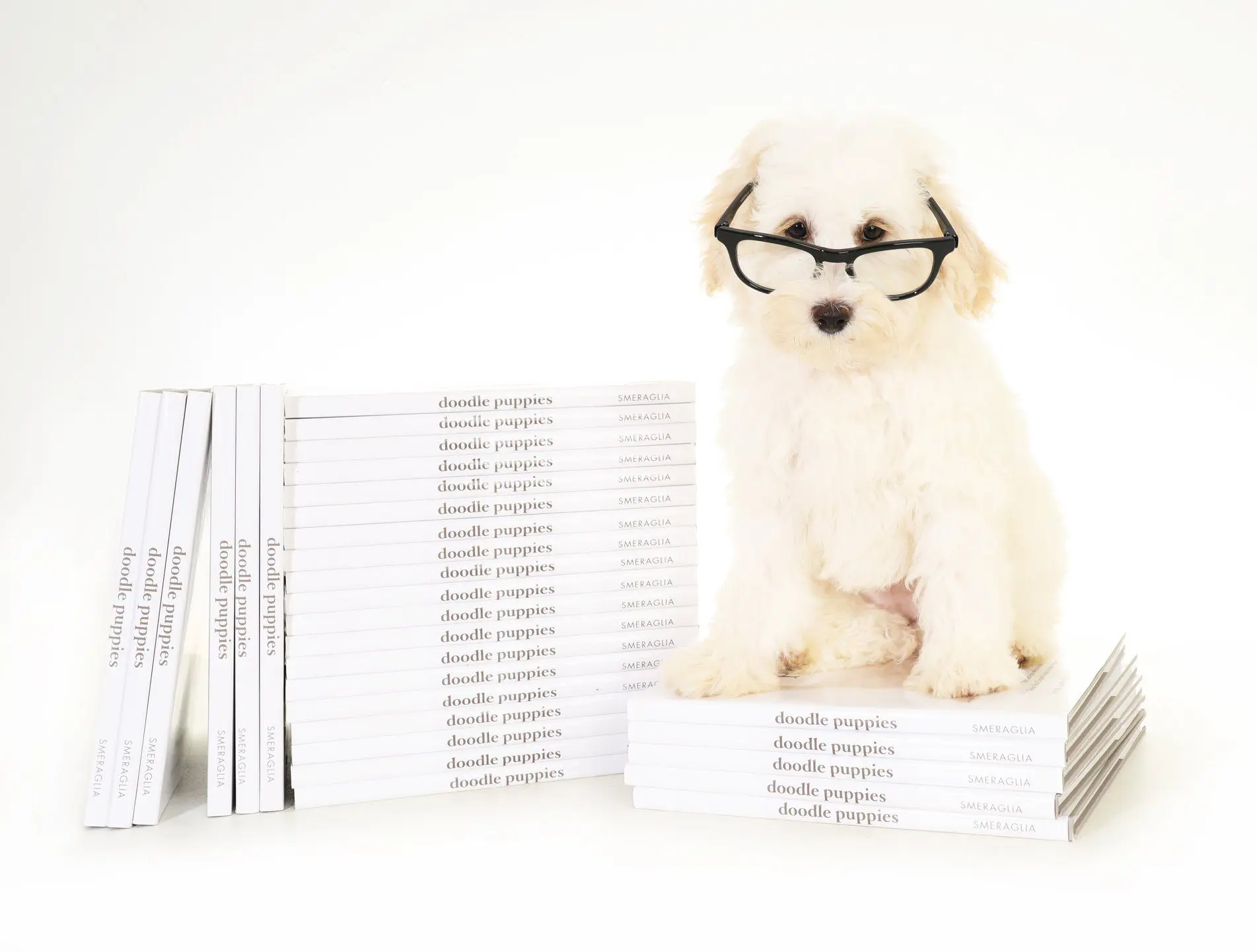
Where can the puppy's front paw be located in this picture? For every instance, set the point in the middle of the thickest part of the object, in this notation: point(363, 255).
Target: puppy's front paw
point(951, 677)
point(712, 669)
┄┄┄┄┄┄
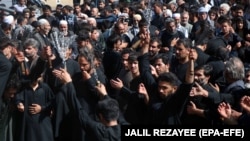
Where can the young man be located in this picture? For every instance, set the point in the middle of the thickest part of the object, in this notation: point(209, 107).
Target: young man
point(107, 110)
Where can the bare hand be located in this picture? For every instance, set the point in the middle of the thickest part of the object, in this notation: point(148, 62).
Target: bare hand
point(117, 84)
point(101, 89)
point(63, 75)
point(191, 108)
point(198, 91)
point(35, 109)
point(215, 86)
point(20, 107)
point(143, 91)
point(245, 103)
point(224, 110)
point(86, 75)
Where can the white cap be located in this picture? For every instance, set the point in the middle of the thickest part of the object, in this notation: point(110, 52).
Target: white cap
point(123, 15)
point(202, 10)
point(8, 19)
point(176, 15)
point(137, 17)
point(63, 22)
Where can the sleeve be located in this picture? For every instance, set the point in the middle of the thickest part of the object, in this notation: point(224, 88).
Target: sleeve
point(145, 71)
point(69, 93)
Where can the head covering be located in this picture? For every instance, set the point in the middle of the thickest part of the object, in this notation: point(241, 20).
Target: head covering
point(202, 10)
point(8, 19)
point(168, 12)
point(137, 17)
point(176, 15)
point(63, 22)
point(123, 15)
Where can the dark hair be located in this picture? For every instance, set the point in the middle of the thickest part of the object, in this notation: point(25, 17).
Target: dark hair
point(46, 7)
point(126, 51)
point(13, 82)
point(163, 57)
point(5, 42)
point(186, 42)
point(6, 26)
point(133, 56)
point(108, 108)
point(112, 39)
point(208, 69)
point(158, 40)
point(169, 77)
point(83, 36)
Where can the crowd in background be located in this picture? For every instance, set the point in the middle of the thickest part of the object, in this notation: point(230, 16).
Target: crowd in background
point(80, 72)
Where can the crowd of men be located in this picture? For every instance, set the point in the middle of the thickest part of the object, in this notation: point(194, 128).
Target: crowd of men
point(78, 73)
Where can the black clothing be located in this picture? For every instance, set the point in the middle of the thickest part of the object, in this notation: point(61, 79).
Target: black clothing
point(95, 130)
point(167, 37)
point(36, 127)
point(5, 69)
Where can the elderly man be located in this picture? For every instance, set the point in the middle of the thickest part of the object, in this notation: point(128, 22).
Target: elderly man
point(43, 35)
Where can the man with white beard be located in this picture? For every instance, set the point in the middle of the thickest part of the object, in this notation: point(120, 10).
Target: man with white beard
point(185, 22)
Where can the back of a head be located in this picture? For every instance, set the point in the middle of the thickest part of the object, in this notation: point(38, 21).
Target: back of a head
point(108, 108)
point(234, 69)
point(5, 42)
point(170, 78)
┄┄┄┄┄┄
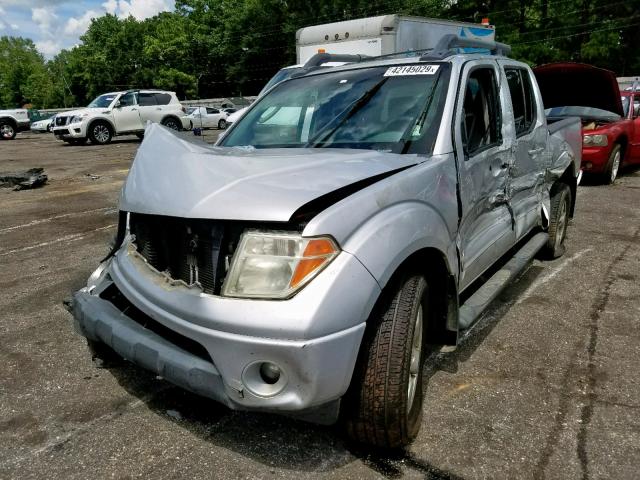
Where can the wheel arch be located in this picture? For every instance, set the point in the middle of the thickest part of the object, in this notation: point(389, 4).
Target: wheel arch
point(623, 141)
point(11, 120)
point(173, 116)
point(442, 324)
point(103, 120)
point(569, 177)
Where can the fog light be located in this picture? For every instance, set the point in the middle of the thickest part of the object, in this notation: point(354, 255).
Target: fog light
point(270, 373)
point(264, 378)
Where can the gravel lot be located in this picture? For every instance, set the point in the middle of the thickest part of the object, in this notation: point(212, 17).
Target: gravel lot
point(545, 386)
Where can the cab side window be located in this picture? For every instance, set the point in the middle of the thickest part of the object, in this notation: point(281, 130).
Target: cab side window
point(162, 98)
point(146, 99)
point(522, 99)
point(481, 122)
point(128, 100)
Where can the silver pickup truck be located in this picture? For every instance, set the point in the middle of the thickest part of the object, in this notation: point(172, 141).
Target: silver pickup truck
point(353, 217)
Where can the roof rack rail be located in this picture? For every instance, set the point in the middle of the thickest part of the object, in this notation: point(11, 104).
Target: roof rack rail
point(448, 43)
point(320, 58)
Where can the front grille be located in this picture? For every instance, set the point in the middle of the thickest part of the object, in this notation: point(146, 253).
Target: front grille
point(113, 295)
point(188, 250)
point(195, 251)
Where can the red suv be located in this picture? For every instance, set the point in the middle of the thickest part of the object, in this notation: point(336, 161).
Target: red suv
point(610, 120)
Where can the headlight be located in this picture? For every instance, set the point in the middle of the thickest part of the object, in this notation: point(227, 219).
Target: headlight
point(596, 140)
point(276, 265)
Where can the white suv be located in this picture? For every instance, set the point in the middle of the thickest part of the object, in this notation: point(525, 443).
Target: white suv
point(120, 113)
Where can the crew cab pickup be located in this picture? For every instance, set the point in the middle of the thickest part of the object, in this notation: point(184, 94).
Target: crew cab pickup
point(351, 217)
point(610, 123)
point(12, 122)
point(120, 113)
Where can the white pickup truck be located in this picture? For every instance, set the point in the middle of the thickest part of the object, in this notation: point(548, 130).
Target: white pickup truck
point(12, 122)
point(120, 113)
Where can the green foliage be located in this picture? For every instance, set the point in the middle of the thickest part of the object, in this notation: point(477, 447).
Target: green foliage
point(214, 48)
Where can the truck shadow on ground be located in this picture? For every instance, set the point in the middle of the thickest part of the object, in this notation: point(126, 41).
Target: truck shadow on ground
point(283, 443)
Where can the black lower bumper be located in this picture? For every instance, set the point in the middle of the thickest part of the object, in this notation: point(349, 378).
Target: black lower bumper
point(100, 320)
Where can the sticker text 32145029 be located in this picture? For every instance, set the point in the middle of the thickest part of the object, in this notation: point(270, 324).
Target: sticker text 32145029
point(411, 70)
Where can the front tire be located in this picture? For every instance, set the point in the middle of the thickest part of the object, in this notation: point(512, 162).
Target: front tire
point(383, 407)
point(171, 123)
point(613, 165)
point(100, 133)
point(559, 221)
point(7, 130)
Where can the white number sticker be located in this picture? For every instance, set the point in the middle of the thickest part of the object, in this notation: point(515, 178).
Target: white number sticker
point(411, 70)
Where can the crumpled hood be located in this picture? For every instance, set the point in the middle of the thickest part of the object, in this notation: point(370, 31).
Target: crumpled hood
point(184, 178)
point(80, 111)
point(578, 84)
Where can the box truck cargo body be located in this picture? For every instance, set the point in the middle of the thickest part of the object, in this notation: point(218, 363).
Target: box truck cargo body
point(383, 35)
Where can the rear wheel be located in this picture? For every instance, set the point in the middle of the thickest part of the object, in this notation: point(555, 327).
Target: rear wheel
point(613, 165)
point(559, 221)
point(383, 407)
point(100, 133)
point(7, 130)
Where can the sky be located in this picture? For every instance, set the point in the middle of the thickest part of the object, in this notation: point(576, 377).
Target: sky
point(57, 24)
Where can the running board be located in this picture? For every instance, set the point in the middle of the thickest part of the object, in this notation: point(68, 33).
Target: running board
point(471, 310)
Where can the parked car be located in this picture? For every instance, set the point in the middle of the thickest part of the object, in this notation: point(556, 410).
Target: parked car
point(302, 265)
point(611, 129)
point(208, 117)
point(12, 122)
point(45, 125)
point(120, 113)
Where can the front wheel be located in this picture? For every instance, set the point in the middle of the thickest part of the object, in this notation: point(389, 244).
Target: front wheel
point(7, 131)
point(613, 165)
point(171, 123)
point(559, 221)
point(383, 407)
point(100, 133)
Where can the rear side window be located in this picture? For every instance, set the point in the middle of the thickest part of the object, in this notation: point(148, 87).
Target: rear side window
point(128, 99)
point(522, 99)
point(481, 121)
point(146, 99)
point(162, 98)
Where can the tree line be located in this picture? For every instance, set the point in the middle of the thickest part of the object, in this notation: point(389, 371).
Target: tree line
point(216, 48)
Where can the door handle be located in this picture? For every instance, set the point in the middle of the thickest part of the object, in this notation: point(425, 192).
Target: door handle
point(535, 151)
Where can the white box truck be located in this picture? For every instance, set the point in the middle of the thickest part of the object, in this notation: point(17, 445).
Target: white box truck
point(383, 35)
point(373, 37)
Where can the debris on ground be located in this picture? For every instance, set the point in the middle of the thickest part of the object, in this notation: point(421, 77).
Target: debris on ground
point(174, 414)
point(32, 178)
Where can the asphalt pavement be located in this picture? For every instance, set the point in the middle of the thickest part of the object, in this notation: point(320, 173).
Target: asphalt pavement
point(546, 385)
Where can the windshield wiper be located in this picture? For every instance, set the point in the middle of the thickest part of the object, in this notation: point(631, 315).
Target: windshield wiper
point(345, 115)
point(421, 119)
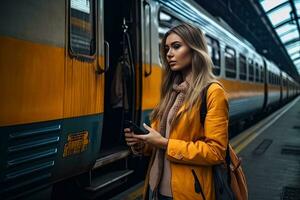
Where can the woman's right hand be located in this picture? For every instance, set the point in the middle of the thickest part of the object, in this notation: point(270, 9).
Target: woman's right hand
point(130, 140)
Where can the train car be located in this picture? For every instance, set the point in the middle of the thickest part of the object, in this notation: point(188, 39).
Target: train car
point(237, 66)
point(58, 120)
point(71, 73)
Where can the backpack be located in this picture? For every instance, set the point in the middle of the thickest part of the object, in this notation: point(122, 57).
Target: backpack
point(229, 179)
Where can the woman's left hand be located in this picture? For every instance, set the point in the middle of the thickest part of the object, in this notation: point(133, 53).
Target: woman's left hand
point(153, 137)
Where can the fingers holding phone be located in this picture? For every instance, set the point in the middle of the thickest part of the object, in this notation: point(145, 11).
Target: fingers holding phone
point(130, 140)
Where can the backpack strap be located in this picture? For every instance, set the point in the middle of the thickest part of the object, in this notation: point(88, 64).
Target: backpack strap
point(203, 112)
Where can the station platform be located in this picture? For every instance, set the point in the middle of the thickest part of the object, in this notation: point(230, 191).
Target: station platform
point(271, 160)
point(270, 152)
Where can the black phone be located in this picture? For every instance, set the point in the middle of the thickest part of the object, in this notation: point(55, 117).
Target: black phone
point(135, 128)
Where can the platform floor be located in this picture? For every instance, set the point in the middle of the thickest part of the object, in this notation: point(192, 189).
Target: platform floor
┄┄┄┄┄┄
WHAT THIS TASK INVOLVES. Wherever a line of the listing above contains the string "floor", copy that line.

ANSWER SECTION.
Where can the platform floor be located in this picture? For every instance, set the point in the middle of the thickest part of the object, in this notation: point(192, 189).
Target: platform floor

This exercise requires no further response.